Exercise 1:
In the extract on AWS Glue, translate this sentence into Spanish: "While AWS Glue continues to serve different types of users, it’s particularly popular among organizations that are trying to put up an enterprise-class data warehouse."

When Would You Want To Use AWS Glue?

While AWS Glue continues to serve different types of users, it’s particularly popular among organizations that are trying to put up an enterprise-class data warehouse.

They benefit from the fact that AWS Glue seamlessly facilitates the movement of data from various sources into their data warehouse.

The process itself is quite simple and straightforward — you use AWS Glue to validate, cleanse, organize, and format data, which is ultimately stored in a centrally accessible data warehouse. You’ll further notice that the platform enables you to load such data from both data streaming and static sources.

Now, the point of this whole approach is to bring in critical data from various parts of your business, and then consolidate it all into a central data warehouse.

As such, you should be able to conveniently access and compute all your business information from a common source. You can also:

  • Automatically scaling resources to cover the current needs of your situation.
  • Error handling and retrying so as to avoid stalling issues.
  • Gathering KPIs (Key Performance Indicators), metrics, and logs of your ETL procedures for the sake of monitoring and reporting.

Extracted information:

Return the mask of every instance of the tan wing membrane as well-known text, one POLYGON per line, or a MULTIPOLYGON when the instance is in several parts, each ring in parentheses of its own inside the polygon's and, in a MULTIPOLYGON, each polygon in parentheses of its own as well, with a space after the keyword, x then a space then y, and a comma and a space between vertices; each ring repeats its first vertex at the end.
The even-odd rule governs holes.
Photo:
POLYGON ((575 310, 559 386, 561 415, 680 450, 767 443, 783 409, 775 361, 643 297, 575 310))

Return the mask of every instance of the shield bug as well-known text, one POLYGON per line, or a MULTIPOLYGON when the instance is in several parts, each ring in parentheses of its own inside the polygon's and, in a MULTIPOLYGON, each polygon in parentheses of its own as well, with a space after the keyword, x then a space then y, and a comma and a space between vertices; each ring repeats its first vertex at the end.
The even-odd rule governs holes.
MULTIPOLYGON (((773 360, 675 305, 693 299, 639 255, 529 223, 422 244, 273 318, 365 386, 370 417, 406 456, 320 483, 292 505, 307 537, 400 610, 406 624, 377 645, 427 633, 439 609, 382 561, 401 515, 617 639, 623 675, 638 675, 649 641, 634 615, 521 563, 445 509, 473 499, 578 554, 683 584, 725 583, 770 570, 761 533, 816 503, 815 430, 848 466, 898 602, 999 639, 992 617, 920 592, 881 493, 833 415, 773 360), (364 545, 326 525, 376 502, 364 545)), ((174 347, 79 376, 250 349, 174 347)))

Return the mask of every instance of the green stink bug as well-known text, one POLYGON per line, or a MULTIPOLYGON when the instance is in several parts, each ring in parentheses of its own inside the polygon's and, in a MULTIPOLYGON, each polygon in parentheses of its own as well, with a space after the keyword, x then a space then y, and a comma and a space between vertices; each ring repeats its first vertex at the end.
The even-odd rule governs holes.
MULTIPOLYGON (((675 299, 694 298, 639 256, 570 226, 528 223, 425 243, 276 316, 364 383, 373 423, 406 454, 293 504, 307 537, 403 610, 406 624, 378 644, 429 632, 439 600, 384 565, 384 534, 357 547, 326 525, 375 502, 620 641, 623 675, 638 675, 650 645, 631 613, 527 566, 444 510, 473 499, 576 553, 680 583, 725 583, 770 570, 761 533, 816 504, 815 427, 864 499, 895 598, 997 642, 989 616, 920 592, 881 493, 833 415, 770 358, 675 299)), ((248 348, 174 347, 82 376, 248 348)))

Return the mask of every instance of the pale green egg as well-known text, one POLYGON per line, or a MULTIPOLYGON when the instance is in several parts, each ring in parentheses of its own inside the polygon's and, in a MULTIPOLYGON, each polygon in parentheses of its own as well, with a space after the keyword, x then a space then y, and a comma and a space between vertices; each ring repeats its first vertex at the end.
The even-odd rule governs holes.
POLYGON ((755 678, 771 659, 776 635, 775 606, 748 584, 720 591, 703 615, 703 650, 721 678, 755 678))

Exercise 2:
Output the rows verbatim, starting with the line that contains "Return the mask of every instance of the pale" and going on through the last line of the rows.

Task answer 1:
Aunque AWS Glue sigue atendiendo a distintos tipos de usuarios, es especialmente popular entre las organizaciones que intentan montar un almacén de datos de nivel empresarial.

Task answer 2:
Return the mask of every instance of the pale green egg as well-known text, one POLYGON per line, or a MULTIPOLYGON when the instance is in several parts, each ring in parentheses of its own inside the polygon's and, in a MULTIPOLYGON, each polygon in parentheses of its own as well, with a space after the keyword, x then a space then y, and a comma and a space between vertices; each ring repeats its first vertex at the end.
The even-odd rule governs holes.
POLYGON ((755 678, 771 659, 776 635, 775 606, 748 584, 720 591, 703 615, 703 650, 721 678, 755 678))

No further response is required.